> **Tarefas a cumprir**:
• A. No texto sobre medidas liminares em arguição de descumprimento de preceito fundamental, qual é o prazo para o relator ouvir os órgãos ou autoridades responsáveis pelo ato questionado?
• B. Nos registros, reescreva as linhas desde a que contém "Objective: a point on each instance of the snail in" até a que contém "Objective: a point on each instance of the metal", trocando "lizard" por "gecko" e deixando todo o resto igual.

> **Texto para leitura**:

..........

O deferimento de liminar também é cabível em argüição de descumprimento de preceito fundamental, nos termos do § 3º do art. 5º da Lei 9.882/99, verbis:

 

Art. 5o O Supremo Tribunal Federal, por decisão da maioria absoluta de seus membros, poderá deferir pedido de medida liminar na argüição de descumprimento de preceito fundamental.

§ 1o Em caso de extrema urgência ou perigo de lesão grave, ou ainda, em período de recesso, poderá o relator conceder a liminar, ad referendum do Tribunal Pleno.

§ 2o O relator poderá ouvir os órgãos ou autoridades responsáveis pelo ato questionado, bem como o Advogado-Geral da União ou o Procurador-Geral da República, no prazo comum de cinco dias.

§ 3o A liminar poderá consistir na determinação de que juízes e tribunais suspendam o andamento de processo ou os efeitos de decisões judiciais, ou de qualquer outra medida que apresente relação com a matéria objeto da argüição de descumprimento de preceito fundamental, salvo se decorrentes da coisa julgada. (Vide ADIN 2.231-8, de 2000)

§ 4o (VETADO)

 

 

Cumpre assinalar, todavia, a exemplo do que se disse sobre o art. 21 da Lei 9.868/99, que as providências liminares indicadas pelo legislador não podem ser interpretadas como exaustivas, mas meramente indicativas. Faculta-se à Corte Suprema, com base no poder que deriva da própria Constituição, determinar outras providências que, segundo a relevância e a gravidade do caso examinado, forem indispensáveis para afastar o perigo da demora e assim preservar a ordem jurídica e os valores constitucionais postos a risco.

 

4. Poder executivo das decisões liminares

As medidas liminares, tratando-se de provimento destinado a afastar riscos à efetividade da tutela definitiva, atuam não em domínio meramente formal, mas no plano da realidade. Seu objetivo não é, portanto, o de declarar provisoriamente a constitucionalidade ou a inconstitucionalidade do preceito normativo, o que representaria, segundo a distinção já estabelecida, uma eficácia normativa de caráter provisório, mas o de impor comportamentos compatíveis com os que deverão decorrer da futura declaração. Quando se suspende liminarmente a vigência de uma lei, em verdade não se declara sua inconstitucionalidade, mas evita-se que ela, a partir da concessão liminar, produza efeitos negativos.

..........

> **Materiais fornecidos**:
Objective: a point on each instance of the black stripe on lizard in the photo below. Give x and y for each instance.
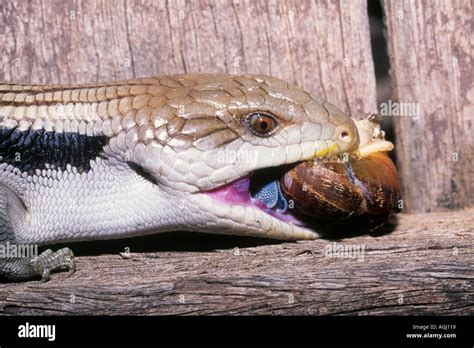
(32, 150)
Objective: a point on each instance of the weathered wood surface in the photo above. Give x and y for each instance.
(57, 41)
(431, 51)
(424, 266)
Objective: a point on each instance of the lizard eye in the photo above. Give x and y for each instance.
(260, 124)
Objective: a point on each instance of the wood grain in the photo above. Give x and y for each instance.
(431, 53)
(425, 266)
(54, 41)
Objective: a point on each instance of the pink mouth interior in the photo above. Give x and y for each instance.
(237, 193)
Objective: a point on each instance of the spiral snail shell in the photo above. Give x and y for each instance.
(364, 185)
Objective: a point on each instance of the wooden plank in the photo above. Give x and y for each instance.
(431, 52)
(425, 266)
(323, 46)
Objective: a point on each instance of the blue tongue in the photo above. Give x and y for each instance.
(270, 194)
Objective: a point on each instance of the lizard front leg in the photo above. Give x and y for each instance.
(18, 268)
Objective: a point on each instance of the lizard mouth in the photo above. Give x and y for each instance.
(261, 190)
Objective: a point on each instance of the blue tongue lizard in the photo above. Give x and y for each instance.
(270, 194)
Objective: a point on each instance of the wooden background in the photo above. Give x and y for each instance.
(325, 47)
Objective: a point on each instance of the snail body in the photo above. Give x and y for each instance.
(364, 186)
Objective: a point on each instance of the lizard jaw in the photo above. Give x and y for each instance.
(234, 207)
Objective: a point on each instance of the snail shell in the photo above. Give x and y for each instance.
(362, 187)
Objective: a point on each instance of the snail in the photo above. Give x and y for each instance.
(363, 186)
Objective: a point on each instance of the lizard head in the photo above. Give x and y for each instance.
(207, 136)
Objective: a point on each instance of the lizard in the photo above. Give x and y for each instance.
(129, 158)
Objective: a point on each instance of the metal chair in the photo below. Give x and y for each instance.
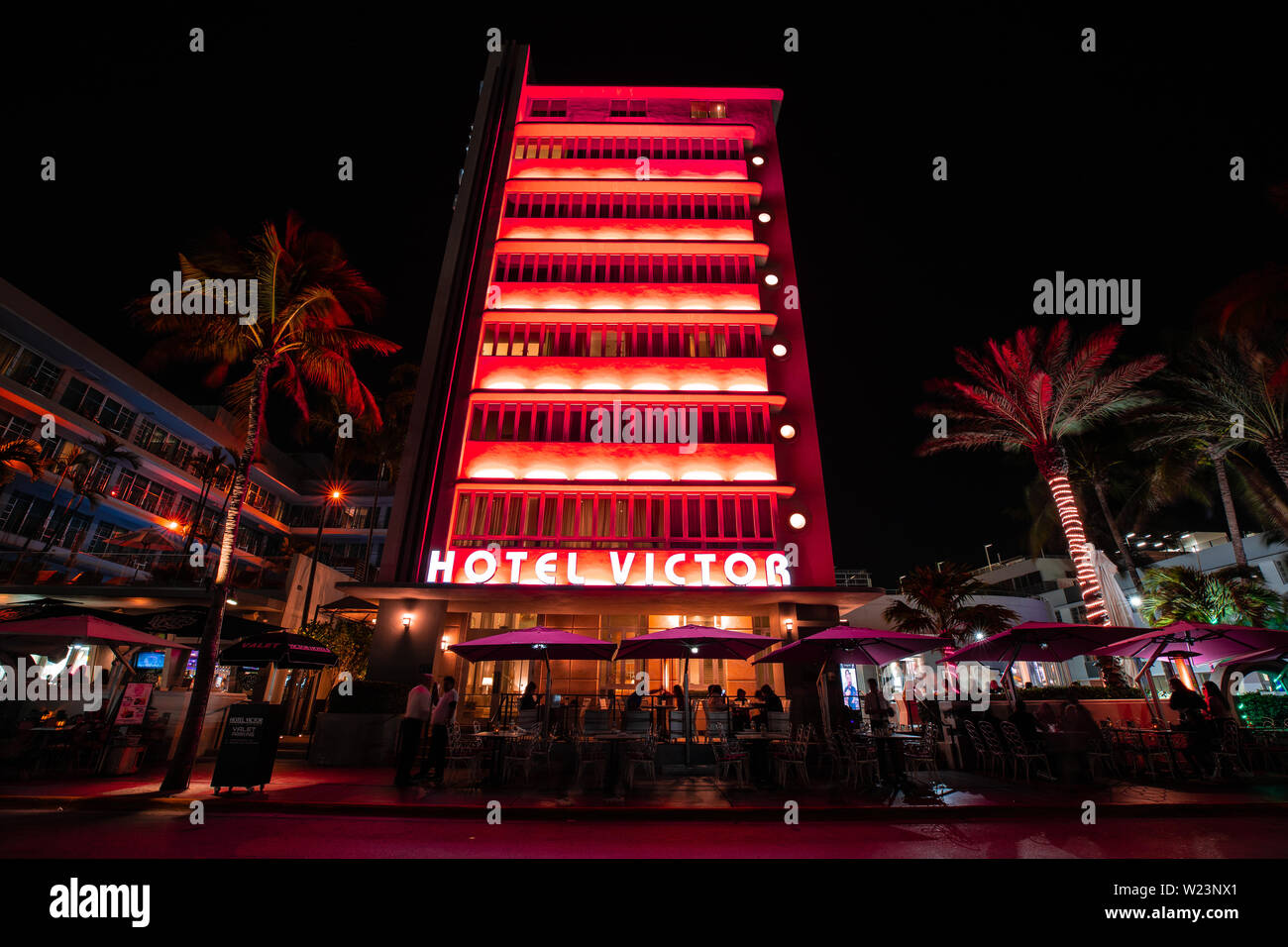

..........

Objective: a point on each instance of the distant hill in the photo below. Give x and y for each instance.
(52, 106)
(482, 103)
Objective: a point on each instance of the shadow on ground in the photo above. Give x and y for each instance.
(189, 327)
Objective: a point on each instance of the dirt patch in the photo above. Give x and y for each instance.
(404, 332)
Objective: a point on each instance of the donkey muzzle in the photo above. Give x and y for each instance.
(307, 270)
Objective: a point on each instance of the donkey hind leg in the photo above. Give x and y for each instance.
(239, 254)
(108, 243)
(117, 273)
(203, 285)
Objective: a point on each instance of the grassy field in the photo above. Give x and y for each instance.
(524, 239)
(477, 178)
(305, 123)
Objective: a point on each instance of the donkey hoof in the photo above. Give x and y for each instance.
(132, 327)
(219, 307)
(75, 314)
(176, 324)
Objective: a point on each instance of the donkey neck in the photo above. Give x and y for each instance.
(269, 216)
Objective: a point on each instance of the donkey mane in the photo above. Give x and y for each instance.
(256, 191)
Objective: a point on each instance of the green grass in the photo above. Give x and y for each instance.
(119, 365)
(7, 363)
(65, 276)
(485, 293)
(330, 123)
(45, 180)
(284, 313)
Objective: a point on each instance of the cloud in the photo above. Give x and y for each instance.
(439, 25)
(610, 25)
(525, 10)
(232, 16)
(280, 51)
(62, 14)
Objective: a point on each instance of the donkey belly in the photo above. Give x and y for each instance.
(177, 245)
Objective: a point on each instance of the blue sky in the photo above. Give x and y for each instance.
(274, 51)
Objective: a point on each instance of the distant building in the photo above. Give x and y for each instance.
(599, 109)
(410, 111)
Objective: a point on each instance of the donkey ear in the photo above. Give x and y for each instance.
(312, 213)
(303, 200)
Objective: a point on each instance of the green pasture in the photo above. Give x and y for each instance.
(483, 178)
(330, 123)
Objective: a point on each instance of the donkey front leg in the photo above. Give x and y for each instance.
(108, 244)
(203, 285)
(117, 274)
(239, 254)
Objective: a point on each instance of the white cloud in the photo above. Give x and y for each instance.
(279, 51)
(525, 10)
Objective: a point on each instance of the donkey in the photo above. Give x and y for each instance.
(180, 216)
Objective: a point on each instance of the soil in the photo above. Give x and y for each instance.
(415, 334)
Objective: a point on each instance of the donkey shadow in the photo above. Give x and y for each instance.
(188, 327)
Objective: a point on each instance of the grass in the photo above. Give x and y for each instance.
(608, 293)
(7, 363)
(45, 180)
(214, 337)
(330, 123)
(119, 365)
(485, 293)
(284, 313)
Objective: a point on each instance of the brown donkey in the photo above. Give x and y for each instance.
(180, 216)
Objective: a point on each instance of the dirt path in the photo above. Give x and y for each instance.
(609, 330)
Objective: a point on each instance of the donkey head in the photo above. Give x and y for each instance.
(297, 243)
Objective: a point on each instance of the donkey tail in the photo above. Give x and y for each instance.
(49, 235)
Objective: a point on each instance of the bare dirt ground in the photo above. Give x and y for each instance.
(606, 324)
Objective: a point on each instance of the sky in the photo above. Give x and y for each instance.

..........

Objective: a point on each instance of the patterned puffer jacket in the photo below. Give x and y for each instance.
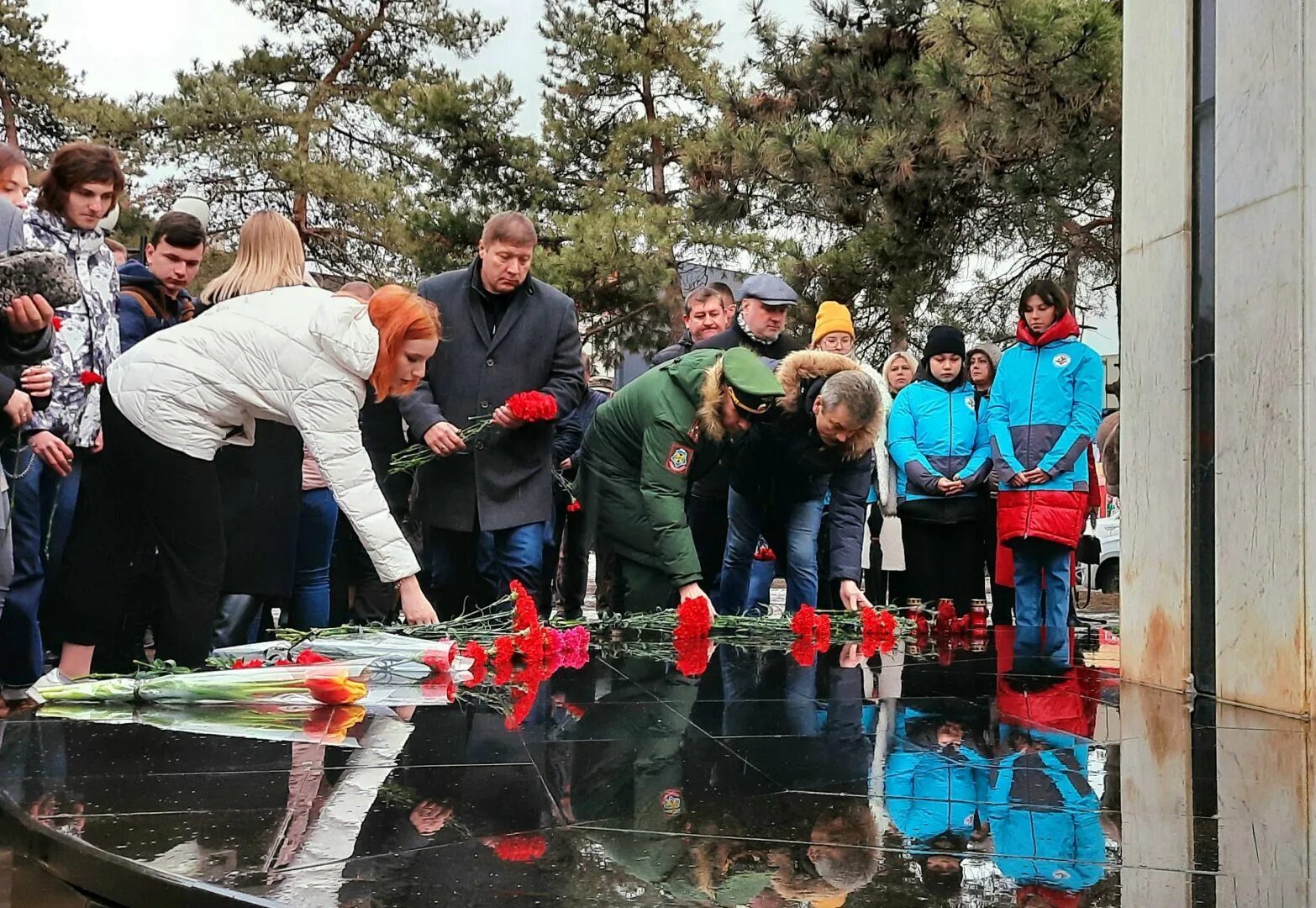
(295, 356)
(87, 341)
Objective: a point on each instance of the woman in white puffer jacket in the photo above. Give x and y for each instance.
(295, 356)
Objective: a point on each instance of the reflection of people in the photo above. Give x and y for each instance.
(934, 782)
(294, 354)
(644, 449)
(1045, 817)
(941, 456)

..........

> **Respostas escritas**:
• A. O prazo comum de cinco dias.

• B.
Objective: a point on each instance of the snail in the photo above. Give x and y for each instance.
(363, 186)
Objective: a point on each instance of the gecko head in the photo above. Give x and y for each instance.
(207, 136)
Objective: a point on each instance of the gecko in the photo above. Give x and y for each instance.
(129, 158)
Objective: a point on each instance of the metal chair in the photo below. Give x and y for each instance.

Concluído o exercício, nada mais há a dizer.